(Prompt): In the data below, how many lines contain the string "pole"? Reply with the number alone.

(Location identification entries)
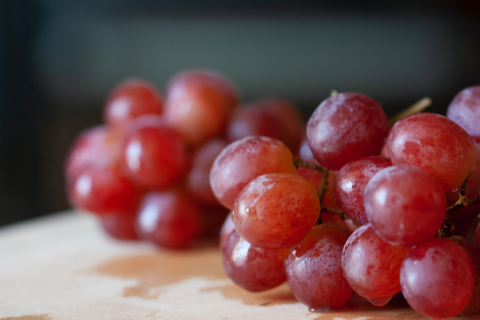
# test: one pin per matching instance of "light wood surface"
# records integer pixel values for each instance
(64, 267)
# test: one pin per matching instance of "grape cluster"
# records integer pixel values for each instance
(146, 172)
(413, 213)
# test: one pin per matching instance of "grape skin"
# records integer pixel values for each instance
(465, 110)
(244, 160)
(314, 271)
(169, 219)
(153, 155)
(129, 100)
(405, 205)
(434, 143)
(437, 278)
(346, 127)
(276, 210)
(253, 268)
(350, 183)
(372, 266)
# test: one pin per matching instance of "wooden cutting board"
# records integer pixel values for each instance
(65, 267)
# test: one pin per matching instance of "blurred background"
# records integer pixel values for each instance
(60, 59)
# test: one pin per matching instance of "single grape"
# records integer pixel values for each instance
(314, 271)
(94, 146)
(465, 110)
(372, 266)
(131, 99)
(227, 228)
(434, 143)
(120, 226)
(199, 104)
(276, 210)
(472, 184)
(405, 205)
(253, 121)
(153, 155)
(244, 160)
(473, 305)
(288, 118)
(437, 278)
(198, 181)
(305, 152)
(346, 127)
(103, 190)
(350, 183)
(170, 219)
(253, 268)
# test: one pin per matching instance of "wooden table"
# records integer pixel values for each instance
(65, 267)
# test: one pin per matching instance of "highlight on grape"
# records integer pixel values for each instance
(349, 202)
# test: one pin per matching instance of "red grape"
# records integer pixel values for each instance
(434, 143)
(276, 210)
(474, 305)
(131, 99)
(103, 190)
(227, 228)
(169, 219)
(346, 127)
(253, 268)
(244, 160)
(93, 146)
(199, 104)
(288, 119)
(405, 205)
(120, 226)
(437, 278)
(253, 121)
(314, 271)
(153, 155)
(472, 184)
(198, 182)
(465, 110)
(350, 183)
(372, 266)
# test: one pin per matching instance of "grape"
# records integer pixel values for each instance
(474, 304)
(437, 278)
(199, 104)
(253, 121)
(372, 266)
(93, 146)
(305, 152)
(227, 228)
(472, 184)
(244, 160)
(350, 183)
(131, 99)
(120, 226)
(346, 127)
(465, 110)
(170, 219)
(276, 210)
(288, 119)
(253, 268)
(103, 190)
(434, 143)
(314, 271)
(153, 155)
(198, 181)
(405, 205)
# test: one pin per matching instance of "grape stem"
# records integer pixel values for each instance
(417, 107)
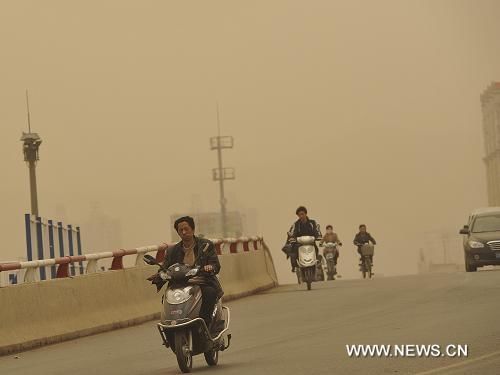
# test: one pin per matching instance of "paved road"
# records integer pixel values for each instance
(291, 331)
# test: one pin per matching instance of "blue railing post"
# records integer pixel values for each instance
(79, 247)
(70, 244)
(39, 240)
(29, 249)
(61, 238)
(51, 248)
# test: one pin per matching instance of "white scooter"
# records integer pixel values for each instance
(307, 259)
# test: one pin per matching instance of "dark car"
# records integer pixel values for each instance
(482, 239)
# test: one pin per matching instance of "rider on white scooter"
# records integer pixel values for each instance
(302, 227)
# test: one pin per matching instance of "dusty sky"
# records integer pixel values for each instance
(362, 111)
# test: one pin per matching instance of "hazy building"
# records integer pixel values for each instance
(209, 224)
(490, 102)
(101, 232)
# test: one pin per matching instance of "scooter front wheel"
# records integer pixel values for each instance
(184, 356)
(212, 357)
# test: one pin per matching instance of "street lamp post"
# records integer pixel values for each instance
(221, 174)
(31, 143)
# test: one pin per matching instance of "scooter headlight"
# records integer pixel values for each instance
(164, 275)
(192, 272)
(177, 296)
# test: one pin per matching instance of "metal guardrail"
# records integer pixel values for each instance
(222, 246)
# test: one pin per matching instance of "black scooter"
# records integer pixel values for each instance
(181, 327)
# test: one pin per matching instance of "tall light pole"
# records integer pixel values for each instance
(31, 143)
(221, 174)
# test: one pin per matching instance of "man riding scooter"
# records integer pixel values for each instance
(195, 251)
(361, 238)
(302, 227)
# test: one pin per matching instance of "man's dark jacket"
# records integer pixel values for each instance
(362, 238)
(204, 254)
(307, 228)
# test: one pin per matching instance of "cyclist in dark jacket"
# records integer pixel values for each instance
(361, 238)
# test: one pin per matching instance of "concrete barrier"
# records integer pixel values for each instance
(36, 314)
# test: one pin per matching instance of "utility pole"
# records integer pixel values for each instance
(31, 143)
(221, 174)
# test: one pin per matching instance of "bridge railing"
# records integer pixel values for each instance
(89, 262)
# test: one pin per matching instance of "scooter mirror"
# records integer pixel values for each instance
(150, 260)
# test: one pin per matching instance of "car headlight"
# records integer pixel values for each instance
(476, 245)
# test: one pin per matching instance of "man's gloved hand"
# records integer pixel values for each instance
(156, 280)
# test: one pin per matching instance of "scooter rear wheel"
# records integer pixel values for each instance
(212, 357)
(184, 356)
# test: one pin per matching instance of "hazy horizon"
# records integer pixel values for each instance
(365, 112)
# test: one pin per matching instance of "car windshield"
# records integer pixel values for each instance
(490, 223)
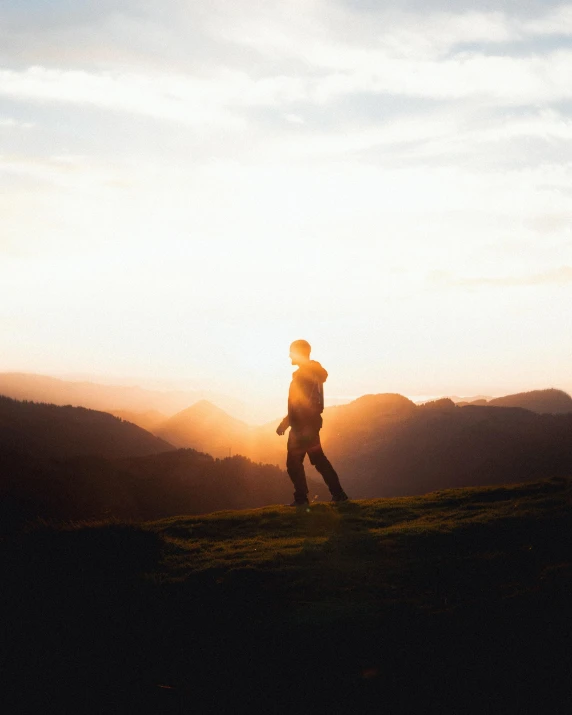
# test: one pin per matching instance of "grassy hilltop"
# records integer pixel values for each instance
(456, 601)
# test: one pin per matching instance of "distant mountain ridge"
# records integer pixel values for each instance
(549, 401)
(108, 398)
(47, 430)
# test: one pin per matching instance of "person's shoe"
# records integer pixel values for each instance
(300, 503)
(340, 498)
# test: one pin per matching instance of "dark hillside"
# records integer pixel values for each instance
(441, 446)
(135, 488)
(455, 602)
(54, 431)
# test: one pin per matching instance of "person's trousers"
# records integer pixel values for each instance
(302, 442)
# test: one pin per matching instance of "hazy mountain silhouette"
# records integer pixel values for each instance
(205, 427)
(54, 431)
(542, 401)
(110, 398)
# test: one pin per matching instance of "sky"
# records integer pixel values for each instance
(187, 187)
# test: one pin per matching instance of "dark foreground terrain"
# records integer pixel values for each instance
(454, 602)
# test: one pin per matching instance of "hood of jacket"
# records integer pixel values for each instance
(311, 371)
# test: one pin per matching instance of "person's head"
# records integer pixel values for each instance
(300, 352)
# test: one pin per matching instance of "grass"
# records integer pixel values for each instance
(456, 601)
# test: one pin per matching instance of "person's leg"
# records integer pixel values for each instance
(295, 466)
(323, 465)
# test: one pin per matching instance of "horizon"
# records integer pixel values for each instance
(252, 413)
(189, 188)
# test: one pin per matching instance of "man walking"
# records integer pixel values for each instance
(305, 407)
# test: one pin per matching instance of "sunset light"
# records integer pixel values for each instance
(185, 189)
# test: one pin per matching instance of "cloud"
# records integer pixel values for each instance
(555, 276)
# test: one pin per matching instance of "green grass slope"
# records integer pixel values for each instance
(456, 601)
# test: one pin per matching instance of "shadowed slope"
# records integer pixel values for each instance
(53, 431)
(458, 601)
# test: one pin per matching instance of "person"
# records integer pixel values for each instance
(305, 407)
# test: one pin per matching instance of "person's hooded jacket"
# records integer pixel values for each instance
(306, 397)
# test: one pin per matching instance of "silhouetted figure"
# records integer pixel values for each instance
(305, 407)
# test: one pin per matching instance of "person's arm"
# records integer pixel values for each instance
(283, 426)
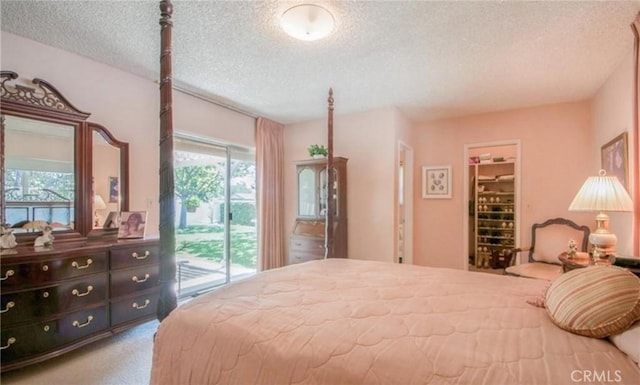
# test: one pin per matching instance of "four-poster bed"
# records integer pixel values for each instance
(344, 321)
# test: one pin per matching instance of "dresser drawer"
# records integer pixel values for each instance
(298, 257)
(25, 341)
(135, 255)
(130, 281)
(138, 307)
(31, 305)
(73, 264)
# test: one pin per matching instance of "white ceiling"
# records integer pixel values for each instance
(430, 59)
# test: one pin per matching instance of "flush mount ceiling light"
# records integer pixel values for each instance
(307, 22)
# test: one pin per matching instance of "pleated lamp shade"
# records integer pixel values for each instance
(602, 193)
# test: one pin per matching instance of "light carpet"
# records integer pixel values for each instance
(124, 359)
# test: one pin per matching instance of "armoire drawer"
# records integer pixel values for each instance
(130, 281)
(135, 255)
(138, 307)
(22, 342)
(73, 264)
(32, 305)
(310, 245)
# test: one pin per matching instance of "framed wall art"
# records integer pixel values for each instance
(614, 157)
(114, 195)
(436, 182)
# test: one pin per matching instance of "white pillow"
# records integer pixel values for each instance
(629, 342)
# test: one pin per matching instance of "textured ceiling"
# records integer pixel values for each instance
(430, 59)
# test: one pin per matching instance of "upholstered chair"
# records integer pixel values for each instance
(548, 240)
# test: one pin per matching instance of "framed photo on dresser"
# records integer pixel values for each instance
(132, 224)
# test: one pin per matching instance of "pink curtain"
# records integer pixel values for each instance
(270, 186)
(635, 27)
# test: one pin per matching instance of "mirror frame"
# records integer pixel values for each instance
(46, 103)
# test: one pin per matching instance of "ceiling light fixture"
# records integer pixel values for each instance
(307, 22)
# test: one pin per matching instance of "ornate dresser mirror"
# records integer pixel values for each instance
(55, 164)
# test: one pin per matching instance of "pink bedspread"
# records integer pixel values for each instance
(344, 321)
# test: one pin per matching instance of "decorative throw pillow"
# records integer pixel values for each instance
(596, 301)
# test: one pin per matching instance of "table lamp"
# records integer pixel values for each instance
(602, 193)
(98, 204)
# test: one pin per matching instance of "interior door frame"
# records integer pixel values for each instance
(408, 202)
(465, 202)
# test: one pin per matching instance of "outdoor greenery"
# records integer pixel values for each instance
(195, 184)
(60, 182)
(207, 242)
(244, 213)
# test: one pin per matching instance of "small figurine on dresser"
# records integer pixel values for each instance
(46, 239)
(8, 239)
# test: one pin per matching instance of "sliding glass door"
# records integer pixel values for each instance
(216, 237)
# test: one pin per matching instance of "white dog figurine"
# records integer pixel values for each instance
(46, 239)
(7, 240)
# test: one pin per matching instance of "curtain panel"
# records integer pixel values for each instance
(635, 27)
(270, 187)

(Solution below): 2